§ SET TASK
Format the records as a Markdown table with the columns "Row" and "Line," starting at the line that contains "Q: Where exactly is the white hand" and ending at the last line of the records. Leave out blank lines.

- - - - - - -

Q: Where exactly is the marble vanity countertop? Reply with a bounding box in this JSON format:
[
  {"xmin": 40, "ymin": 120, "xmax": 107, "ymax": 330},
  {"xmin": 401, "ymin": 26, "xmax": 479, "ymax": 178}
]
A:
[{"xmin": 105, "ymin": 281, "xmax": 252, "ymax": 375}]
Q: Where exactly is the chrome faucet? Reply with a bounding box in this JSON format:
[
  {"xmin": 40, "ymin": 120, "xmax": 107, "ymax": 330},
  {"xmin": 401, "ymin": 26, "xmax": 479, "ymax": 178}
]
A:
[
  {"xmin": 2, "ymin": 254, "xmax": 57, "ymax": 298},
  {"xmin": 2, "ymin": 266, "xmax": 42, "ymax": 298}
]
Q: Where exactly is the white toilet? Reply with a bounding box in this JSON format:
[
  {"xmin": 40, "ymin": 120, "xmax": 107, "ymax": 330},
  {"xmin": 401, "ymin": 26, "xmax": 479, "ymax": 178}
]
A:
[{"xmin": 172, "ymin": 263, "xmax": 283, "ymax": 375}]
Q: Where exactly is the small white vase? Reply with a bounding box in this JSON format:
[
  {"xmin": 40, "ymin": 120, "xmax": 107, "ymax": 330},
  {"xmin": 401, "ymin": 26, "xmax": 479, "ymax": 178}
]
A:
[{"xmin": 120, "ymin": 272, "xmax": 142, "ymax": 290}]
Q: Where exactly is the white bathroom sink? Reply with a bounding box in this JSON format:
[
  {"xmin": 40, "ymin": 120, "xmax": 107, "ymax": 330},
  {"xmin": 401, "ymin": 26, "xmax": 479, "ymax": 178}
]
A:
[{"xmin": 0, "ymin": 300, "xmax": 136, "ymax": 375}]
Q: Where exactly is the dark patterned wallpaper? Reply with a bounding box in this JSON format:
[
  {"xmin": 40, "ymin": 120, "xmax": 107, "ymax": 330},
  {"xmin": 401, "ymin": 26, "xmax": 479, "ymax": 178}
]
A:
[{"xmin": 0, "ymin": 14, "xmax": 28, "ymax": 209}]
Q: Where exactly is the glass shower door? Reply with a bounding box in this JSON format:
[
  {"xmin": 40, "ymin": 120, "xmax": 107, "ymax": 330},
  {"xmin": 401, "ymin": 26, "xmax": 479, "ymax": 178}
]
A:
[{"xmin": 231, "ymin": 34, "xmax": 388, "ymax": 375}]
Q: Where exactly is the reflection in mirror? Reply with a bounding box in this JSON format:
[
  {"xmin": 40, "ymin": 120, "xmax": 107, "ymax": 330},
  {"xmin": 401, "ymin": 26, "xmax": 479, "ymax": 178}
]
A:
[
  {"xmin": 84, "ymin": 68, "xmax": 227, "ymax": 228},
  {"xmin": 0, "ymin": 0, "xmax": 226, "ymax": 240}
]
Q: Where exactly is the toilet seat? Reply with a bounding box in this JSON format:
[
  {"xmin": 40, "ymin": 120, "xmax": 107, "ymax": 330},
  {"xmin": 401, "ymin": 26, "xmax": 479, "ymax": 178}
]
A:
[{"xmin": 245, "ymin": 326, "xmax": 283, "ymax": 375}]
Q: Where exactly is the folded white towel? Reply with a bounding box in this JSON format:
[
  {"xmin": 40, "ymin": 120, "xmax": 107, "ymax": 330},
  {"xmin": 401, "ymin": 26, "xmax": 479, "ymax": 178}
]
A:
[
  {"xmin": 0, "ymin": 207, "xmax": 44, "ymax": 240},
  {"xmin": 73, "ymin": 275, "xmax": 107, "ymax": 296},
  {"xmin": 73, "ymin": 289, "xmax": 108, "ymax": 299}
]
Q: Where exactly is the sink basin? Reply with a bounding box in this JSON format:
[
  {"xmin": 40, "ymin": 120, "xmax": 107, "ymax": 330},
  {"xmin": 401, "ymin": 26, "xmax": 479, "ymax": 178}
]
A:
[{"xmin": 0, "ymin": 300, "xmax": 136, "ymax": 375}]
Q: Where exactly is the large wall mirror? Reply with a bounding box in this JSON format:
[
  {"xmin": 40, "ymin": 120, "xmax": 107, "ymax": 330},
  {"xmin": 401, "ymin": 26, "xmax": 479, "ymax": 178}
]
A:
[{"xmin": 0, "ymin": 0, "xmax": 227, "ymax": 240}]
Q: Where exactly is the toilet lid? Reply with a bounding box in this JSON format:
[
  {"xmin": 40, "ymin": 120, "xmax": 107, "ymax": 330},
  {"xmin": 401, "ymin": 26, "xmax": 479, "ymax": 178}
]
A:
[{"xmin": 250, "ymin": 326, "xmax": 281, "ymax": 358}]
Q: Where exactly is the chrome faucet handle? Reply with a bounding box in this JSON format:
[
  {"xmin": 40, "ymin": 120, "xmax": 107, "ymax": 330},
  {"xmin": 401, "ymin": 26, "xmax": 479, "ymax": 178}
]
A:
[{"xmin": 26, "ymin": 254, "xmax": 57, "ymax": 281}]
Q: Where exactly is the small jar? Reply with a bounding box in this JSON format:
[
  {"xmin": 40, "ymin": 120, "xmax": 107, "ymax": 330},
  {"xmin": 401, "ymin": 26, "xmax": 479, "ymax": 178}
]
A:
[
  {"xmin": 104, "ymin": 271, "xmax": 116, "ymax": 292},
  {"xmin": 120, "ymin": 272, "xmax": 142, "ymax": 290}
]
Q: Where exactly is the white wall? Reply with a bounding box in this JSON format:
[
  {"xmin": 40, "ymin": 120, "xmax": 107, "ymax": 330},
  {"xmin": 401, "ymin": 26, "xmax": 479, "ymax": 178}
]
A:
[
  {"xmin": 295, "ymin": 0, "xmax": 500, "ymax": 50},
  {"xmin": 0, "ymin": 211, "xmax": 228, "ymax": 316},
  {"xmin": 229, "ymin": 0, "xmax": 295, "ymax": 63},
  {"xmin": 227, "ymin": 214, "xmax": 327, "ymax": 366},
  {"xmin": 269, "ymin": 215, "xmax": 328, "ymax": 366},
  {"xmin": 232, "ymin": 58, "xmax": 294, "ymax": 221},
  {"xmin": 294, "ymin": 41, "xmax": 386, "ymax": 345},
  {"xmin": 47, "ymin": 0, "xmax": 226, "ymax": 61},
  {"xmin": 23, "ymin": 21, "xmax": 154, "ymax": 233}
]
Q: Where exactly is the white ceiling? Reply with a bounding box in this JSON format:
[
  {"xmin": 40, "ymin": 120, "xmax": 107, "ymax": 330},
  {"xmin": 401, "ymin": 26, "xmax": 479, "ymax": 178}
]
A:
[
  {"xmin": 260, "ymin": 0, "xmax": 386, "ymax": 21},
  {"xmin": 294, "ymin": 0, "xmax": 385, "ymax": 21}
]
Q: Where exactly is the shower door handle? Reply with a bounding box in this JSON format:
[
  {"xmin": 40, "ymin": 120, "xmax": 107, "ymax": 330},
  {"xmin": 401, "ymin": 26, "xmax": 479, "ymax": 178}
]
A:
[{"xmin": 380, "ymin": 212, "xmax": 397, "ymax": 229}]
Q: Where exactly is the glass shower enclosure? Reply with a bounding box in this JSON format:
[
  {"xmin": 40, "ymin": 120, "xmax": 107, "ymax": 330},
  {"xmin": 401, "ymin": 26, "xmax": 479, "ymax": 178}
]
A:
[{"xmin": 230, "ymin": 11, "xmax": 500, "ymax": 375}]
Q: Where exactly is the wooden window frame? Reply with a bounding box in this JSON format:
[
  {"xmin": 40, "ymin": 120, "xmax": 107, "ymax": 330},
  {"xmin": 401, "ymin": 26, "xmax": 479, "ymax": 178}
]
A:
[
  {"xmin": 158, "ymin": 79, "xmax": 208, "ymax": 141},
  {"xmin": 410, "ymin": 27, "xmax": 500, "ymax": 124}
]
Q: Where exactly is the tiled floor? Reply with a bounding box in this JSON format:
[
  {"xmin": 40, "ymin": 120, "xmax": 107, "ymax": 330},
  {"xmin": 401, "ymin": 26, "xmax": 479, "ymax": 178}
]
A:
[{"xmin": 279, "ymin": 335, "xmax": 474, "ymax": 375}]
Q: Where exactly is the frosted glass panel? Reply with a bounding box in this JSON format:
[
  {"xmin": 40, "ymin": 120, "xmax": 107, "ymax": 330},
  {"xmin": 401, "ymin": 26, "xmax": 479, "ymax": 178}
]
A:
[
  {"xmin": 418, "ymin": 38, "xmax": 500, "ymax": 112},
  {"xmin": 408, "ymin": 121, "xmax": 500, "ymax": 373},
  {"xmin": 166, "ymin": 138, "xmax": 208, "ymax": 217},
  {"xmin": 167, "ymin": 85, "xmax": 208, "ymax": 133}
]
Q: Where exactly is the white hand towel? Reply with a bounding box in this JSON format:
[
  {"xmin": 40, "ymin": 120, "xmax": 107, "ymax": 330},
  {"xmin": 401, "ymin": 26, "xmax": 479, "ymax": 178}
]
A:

- - - - - - -

§ REPLY
| Row | Line |
|---|---|
| 1 | Q: Where exactly is the white hand towel? Reply with a bounding box in this JSON format: |
| 2 | [ |
| 3 |   {"xmin": 40, "ymin": 120, "xmax": 107, "ymax": 330}, |
| 4 |   {"xmin": 401, "ymin": 26, "xmax": 479, "ymax": 178} |
| 5 | ] |
| 6 | A: |